[DESCRIPTION OF THE TASK] Please go through all the data below and substitute "locate_point" for each "find_point", changing nothing else. Leave the pictures out of your copy.

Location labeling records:
----------

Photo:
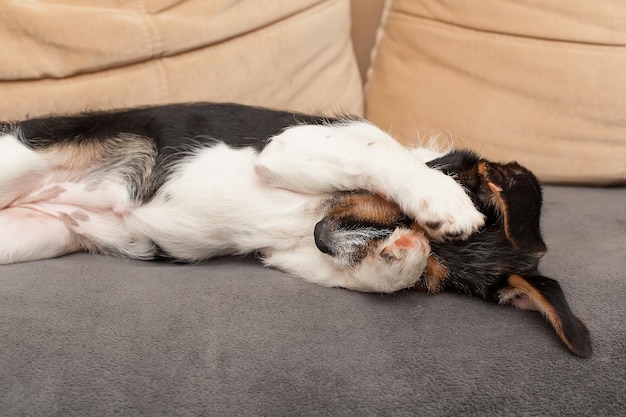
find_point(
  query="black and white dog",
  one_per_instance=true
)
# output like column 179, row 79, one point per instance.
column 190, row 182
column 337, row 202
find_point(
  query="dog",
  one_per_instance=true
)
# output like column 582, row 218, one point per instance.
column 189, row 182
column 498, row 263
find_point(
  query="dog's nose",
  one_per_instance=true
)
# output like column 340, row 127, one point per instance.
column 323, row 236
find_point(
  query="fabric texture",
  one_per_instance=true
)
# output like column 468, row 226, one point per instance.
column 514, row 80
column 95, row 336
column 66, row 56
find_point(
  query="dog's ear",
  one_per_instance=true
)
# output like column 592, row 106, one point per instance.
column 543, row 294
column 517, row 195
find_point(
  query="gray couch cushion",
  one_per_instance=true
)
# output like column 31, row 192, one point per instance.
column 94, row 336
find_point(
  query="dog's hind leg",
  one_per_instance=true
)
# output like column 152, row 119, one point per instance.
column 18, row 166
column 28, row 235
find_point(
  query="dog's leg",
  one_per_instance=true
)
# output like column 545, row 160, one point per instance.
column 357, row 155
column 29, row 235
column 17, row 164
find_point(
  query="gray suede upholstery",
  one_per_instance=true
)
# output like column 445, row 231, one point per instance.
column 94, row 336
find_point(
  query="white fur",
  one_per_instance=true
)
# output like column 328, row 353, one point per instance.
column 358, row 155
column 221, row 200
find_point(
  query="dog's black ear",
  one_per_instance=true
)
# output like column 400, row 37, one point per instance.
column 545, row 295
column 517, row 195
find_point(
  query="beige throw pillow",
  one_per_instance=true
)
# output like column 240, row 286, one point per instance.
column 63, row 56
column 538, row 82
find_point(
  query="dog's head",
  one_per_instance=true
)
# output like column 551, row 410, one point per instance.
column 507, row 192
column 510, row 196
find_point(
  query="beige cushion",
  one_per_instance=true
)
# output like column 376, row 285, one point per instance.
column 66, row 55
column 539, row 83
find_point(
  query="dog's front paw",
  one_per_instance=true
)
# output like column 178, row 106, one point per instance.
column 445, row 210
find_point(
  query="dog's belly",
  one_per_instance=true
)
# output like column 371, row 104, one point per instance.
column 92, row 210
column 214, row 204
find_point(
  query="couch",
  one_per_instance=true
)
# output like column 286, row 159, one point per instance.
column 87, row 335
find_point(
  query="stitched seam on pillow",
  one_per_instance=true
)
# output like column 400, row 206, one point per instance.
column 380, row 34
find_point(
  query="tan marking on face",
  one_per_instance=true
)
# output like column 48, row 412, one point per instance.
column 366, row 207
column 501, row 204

----------

[COMPLETED EXERCISE]
Photo:
locate_point(
  query="black and white dog",
  one_per_instance=true
)
# output like column 179, row 79, one point per instance.
column 190, row 182
column 337, row 202
locate_point(
  query="dog",
  one_per_instance=true
)
# output like column 582, row 218, one point per instance.
column 189, row 182
column 498, row 263
locate_point(
  query="dog's nose",
  one_per_instance=true
)
# output like column 340, row 127, one point per instance.
column 323, row 236
locate_point(
  query="fabric texture",
  one_per_instance=true
)
# output like column 468, row 226, one point per instance.
column 514, row 80
column 95, row 336
column 66, row 56
locate_point(
  query="dog's ear",
  one_per_instance=true
)
# output like column 592, row 106, one point per instance.
column 543, row 294
column 517, row 195
locate_point(
  query="gray couch cushion",
  one_per_instance=true
)
# output like column 31, row 192, one point per instance.
column 94, row 336
locate_point(
  query="dog's hind leg",
  one_per_instance=true
)
# output like column 152, row 119, one point per instance.
column 18, row 166
column 28, row 235
locate_point(
  query="dog's leg",
  one_per_instance=true
)
# output like column 545, row 160, one point per instance.
column 357, row 155
column 29, row 235
column 17, row 164
locate_point(
  query="gray suede upholstery",
  one_per_instance=true
)
# output like column 445, row 231, one point per instance.
column 94, row 336
locate_point(
  query="white fur",
  one_per_instance=true
)
# output like column 328, row 353, one point per instance.
column 358, row 155
column 221, row 200
locate_point(
  query="dog's black ear",
  one_per_instance=true
)
# output like column 400, row 37, one point per instance.
column 545, row 295
column 517, row 195
locate_point(
  query="beige throw pillow",
  one_per_instance=true
)
# output like column 240, row 286, one point per instance.
column 63, row 56
column 538, row 82
locate_point(
  query="dog's head",
  one_per_instance=true
)
# output like column 551, row 410, one point per instance.
column 507, row 192
column 510, row 196
locate_point(
  query="beige cushion",
  one_per_instance=true
)
# output like column 376, row 285, one point per instance.
column 66, row 55
column 539, row 83
locate_point(
  query="dog's front paw",
  one_per_instance=true
)
# output like column 178, row 106, one point per instance.
column 445, row 210
locate_point(
  query="dog's belly",
  one_per_instance=true
)
# output like column 371, row 104, one point per instance.
column 92, row 210
column 214, row 204
locate_point(
  query="couch",
  one_per_instance=true
)
# output like column 286, row 159, one point per instance.
column 87, row 335
locate_point(
  query="stitched seam on pillow",
  one_per_instance=true
)
# output like column 400, row 206, one point per instance.
column 380, row 34
locate_point(
  query="tan marking on face",
  one_per_instance=true
)
# output like column 48, row 412, one point per instance.
column 366, row 207
column 501, row 204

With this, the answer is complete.